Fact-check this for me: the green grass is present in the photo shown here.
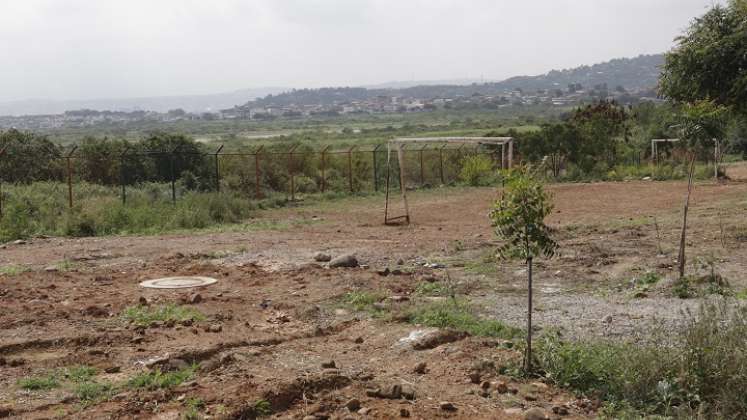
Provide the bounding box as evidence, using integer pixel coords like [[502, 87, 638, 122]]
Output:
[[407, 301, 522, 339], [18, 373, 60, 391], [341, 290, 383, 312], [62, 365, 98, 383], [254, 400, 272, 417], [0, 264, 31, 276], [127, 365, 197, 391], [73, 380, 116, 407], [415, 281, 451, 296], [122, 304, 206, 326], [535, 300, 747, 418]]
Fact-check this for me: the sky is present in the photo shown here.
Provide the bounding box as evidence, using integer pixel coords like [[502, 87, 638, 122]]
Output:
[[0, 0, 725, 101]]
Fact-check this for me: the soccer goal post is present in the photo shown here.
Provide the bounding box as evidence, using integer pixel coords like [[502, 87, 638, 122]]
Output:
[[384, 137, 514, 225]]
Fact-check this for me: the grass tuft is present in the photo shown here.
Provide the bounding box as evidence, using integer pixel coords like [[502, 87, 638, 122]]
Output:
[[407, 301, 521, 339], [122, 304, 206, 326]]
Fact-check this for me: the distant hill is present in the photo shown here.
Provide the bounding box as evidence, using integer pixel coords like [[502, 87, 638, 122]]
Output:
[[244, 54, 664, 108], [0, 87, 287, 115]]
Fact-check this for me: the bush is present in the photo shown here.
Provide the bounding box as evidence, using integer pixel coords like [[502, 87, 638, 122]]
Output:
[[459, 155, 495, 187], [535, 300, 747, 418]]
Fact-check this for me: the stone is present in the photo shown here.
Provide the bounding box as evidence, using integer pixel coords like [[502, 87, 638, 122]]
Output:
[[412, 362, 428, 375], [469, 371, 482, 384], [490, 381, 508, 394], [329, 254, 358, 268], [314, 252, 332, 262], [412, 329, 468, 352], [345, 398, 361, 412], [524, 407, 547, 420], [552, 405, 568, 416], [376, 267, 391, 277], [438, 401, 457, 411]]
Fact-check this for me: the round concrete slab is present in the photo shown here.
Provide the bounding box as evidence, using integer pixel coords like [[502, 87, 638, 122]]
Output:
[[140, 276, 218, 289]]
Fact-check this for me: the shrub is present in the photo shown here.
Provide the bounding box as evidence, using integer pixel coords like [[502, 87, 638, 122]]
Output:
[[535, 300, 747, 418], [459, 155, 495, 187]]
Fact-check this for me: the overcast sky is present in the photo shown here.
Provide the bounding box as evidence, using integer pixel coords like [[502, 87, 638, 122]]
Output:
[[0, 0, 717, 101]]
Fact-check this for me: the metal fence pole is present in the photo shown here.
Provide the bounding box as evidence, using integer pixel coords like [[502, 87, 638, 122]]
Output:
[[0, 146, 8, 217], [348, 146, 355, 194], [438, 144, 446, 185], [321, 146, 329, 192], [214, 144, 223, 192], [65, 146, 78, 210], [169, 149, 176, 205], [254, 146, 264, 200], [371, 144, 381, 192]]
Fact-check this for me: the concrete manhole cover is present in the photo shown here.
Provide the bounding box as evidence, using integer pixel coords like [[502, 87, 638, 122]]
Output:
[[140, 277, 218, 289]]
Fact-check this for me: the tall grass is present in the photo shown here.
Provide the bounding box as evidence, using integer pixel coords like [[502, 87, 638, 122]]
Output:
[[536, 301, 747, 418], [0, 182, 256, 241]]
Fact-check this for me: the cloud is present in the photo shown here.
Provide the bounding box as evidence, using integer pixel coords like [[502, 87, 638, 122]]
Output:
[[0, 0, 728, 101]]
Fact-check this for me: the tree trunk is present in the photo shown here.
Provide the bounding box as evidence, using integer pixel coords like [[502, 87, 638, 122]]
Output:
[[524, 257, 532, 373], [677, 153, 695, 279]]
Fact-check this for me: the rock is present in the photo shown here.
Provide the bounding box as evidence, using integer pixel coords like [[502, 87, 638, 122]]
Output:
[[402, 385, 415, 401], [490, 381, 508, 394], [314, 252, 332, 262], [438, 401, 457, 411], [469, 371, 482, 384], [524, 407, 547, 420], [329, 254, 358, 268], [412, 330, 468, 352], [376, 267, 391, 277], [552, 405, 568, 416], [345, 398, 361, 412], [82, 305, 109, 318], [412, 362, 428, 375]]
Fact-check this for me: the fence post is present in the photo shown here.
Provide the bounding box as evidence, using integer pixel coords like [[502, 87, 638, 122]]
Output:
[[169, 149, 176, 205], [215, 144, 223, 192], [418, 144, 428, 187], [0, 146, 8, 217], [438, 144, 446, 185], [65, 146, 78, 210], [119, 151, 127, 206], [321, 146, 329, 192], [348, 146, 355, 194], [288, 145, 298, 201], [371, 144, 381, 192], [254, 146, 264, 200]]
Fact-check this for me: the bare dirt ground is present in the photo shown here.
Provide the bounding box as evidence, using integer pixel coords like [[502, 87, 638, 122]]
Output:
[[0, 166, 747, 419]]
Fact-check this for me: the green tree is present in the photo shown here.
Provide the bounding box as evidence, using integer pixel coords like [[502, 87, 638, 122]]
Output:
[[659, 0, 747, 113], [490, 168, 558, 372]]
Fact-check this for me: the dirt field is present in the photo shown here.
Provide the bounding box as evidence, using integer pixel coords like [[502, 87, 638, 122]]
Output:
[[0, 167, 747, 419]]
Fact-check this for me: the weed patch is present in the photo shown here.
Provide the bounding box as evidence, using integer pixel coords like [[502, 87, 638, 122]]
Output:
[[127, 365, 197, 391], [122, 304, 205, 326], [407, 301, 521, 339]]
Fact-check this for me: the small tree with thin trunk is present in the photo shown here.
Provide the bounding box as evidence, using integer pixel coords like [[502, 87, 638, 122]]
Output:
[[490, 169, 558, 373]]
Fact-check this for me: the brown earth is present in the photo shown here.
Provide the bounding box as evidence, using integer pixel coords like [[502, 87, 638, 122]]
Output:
====
Switch "green grass" to "tall grass" in the records from the first line up to and including the line with "326], [535, 300, 747, 418]]", leaving everything else unchanged. Leave the pictures out of your answer.

Fact-check this for me: the tall grass is present in the photo shown here.
Provide the bounding box as evidence, using integer pixel coords like [[502, 87, 638, 122]]
Output:
[[407, 301, 522, 339], [18, 373, 60, 391], [341, 290, 383, 312], [62, 365, 98, 383], [254, 400, 272, 417], [0, 264, 31, 276], [127, 365, 197, 391], [73, 380, 116, 407], [415, 281, 451, 296], [122, 304, 206, 326], [535, 300, 747, 418]]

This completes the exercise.